Problem to work on:
The expected output is the complete listing, unchanged.

Material supplied:
[Start of Attachment]
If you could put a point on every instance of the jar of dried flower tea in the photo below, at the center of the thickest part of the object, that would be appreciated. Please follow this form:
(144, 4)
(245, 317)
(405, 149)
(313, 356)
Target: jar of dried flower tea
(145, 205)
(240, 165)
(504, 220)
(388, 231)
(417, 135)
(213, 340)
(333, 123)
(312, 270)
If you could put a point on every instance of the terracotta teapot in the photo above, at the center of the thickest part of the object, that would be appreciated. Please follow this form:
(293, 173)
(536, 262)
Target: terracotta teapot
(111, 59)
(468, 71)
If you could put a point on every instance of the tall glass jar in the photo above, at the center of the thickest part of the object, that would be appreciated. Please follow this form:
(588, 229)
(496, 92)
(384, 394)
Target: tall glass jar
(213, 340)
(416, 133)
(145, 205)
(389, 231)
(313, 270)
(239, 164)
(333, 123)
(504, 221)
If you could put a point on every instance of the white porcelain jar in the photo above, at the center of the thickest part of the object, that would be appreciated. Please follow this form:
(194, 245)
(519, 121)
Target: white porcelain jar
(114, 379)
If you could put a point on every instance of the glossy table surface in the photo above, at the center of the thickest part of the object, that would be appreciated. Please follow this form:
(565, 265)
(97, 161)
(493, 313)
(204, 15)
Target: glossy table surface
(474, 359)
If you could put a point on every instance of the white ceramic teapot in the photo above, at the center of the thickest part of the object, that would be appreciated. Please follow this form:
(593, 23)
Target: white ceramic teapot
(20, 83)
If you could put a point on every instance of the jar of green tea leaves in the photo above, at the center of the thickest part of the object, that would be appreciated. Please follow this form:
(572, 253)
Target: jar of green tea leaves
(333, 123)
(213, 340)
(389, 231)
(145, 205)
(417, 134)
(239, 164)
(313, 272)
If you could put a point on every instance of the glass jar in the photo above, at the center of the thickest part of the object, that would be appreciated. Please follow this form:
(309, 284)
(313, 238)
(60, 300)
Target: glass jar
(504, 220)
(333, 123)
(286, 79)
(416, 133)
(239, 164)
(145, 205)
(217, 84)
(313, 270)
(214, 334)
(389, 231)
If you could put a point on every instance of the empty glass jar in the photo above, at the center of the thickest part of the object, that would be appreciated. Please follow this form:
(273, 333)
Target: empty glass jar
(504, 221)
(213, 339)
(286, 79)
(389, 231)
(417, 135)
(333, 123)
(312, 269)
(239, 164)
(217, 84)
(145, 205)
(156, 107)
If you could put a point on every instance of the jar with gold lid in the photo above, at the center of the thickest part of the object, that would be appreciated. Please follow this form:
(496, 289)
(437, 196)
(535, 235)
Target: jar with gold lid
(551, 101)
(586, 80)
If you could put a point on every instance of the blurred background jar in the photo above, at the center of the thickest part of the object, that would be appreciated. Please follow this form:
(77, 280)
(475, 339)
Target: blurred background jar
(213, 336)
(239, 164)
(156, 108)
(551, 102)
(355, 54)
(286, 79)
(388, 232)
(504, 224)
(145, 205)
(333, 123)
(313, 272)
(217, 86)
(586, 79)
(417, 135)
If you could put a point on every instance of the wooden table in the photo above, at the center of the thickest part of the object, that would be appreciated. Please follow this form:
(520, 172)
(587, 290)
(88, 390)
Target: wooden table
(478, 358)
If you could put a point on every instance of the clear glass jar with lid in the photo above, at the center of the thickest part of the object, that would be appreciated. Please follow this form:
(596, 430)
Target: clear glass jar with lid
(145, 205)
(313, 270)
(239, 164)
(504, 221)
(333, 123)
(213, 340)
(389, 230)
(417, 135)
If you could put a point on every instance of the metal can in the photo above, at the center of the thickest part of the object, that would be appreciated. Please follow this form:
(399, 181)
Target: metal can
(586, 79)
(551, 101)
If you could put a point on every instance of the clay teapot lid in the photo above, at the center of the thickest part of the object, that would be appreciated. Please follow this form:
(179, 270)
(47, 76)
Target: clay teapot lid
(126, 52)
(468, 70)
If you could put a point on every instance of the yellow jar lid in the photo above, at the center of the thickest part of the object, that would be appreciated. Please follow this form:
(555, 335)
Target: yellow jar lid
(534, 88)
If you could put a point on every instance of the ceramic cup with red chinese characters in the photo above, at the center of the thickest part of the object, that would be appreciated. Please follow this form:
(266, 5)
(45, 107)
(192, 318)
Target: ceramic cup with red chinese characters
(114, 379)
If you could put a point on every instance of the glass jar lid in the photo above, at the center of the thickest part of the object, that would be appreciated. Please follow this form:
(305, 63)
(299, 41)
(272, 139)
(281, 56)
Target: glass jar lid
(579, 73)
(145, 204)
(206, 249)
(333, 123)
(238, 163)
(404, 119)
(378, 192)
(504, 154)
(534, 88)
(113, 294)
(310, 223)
[End of Attachment]
Task result:
If you could put a point on every instance of the jar of dried flower tea in the photo below, at the center of the thickest part of the object, that would be appreciated. Please follow this form:
(144, 4)
(245, 317)
(405, 149)
(313, 356)
Target: jar of dried flower tea
(145, 205)
(240, 165)
(504, 220)
(388, 231)
(417, 135)
(213, 340)
(333, 123)
(312, 270)
If you could put a point on every instance of the terracotta teapot in the photo above, at the center of the thickest part of the object, that would be appreciated. Please follow this form:
(293, 173)
(536, 262)
Target: terracotta teapot
(111, 59)
(468, 71)
If you could put a point on every instance of the tall glass jar in the photo above, at the center of the thickest part of the object, that would be appreciated. Please follow this form:
(588, 229)
(496, 92)
(384, 394)
Target: tall glass jar
(213, 340)
(416, 133)
(145, 205)
(389, 231)
(313, 270)
(239, 164)
(333, 123)
(504, 221)
If you could put a point on every instance of the white porcelain jar in the photo above, at the center of the thickest part of the object, that would be appreciated. Please follow this form:
(194, 245)
(519, 121)
Target: white porcelain jar
(114, 379)
If you could put a point on every instance of the glossy table surface in the photo above, at the center of the thickest part of the object, that would be appreciated. Please follow this form:
(565, 265)
(97, 161)
(493, 313)
(204, 15)
Target: glossy table surface
(474, 359)
If you could put a point on every instance of the white ceramic teapot in the photo above, at the center of the thickest part of the object, that would be appreciated. Please follow this form:
(593, 23)
Target: white ceramic teapot
(20, 83)
If you could put a point on every instance of the jar of green tea leaves in the photo above, at the center of the thickest part of the object, that would be appreciated. Please follow this form:
(572, 253)
Target: jar of green tea leaves
(333, 123)
(213, 340)
(389, 231)
(145, 205)
(417, 134)
(239, 164)
(313, 272)
If you could put a point on every instance of the glass jar in the photo above, at the center of the thickest part of the object, that would be appreciated. Please follow this form:
(309, 284)
(313, 238)
(60, 300)
Target: glass jar
(504, 220)
(333, 123)
(286, 79)
(416, 133)
(239, 164)
(145, 205)
(217, 84)
(313, 270)
(214, 334)
(389, 231)
If you could put a point on every instance of the empty glass jar in the photo above, at the center of the thickest part of the object, that would be appreciated. Please follow this form:
(273, 333)
Target: empty glass jar
(504, 221)
(213, 339)
(286, 79)
(389, 231)
(417, 135)
(333, 123)
(312, 269)
(239, 164)
(217, 84)
(145, 205)
(156, 107)
If you could put a point on every instance of the jar with gold lid in the photo above, at the center of the thickest part of the object, that would be appreciated. Please follow this form:
(496, 289)
(437, 196)
(535, 235)
Target: jar with gold lid
(551, 101)
(586, 80)
If you could put a point on every instance of the blurred background jar in the photo above, at the center of the thickest part of the object, that would be appreciated. Please follow this form:
(77, 280)
(475, 339)
Target: blurred background jar
(213, 336)
(239, 164)
(156, 108)
(551, 102)
(355, 54)
(286, 79)
(388, 232)
(504, 224)
(145, 205)
(333, 123)
(313, 272)
(217, 86)
(586, 79)
(417, 135)
If you could put a point on every instance of the wooden table in the photo above, at the center of the thickest part of the object, that would be appreciated. Please follow this form:
(520, 172)
(587, 290)
(88, 390)
Target: wooden table
(478, 358)
If you could put a point on every instance of the clear glass jar with lid in the photo above, at the center of the thickest part of the object, that would be appreciated. Please follow this form:
(596, 430)
Target: clear glass jar with lid
(145, 205)
(313, 270)
(239, 164)
(504, 221)
(333, 123)
(213, 340)
(389, 230)
(417, 135)
If you could put a point on every instance of the metal can in the photo above, at the center of the thickest part of the object, that would be appreciated. Please follow this form:
(399, 181)
Target: metal can
(586, 79)
(551, 101)
If you could put a point on every instance of the clay teapot lid in the photo above, at the center of the thickest part of the object, that would be appreciated. Please follow this form:
(179, 270)
(47, 76)
Target: clay teapot lid
(126, 52)
(468, 70)
If you could put a point on every instance of the yellow jar lid in the photo above, at the center of the thickest part of the object, that would be appreciated. Please follow this form:
(555, 335)
Target: yellow jar lid
(534, 88)
If you could put a point on every instance of the ceramic cup with red chinese characters in the photo above, at the center of the thickest part of the object, that would be appreciated. Please follow this form:
(266, 5)
(45, 107)
(192, 318)
Target: ceramic cup with red chinese characters
(114, 379)
If you could put a point on every instance of the glass jar lid in the photo above, at the center of the thickest part of the object, that would be appreciated. Please follow this form:
(305, 63)
(299, 41)
(272, 139)
(281, 56)
Target: glass jar lid
(579, 73)
(145, 204)
(206, 249)
(333, 123)
(238, 163)
(404, 119)
(378, 192)
(504, 154)
(534, 88)
(113, 294)
(310, 223)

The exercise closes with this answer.